> **KUTIPAN SUMBER**
==============================

Photo by Daiga Ellaby on Unsplash

Pendahuluan

Gambaran umum tentang kondisi anak-anak dan keluarga di dunia saat ini membuat orang bingung dan sedih. Struktur keluarga berantakan, dengan perceraian, perpisahan, orang tua tunggal, dan keluarga tanpa ayah menjadi hal yang lumrah, bukan keanehan. Teknologi telah menyebabkan keluarga menghabiskan lebih sedikit waktu bersama dibandingkan dengan titik mana pun dalam sejarah. Anak-anak menghabiskan lebih banyak waktu untuk menonton program televisi dan bermain game komputer (lebih dari 20 jam per minggu) dibandingkan dengan percakapan yang bermakna dengan orang tua mereka (kurang dari 30 menit per minggu). Para ibu memasuki dunia kerja dalam jumlah yang terus meningkat, sering kali meninggalkan anak-anak mereka yang masih kecil dalam pengasuhan orang asing untuk waktu yang lama. Daftarnya tak ada habisnya.

==============================

> **DATA SUMBER**

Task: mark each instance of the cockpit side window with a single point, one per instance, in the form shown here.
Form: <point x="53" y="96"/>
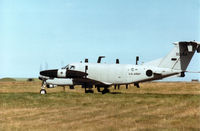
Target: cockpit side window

==============================

> **TUGAS LATIHAN 1**
Menurut teks tentang kondisi keluarga, berapa lama anak-anak bercakap secara bermakna dengan orang tua mereka setiap minggu?
> **TUGAS LATIHAN 2**
Salin tanpa perubahan bagian teks tentang kondisi keluarga, mulai dari "Photo by Daiga" sampai dengan "tak ada habisnya.".

> **JAWABAN YANG DIHARAPKAN 1**
Kurang dari 30 menit per minggu.

> **JAWABAN YANG DIHARAPKAN 2**
Photo by Daiga Ellaby on Unsplash

Pendahuluan

Gambaran umum tentang kondisi anak-anak dan keluarga di dunia saat ini membuat orang bingung dan sedih. Struktur keluarga berantakan, dengan perceraian, perpisahan, orang tua tunggal, dan keluarga tanpa ayah menjadi hal yang lumrah, bukan keanehan. Teknologi telah menyebabkan keluarga menghabiskan lebih sedikit waktu bersama dibandingkan dengan titik mana pun dalam sejarah. Anak-anak menghabiskan lebih banyak waktu untuk menonton program televisi dan bermain game komputer (lebih dari 20 jam per minggu) dibandingkan dengan percakapan yang bermakna dengan orang tua mereka (kurang dari 30 menit per minggu). Para ibu memasuki dunia kerja dalam jumlah yang terus meningkat, sering kali meninggalkan anak-anak mereka yang masih kecil dalam pengasuhan orang asing untuk waktu yang lama. Daftarnya tak ada habisnya.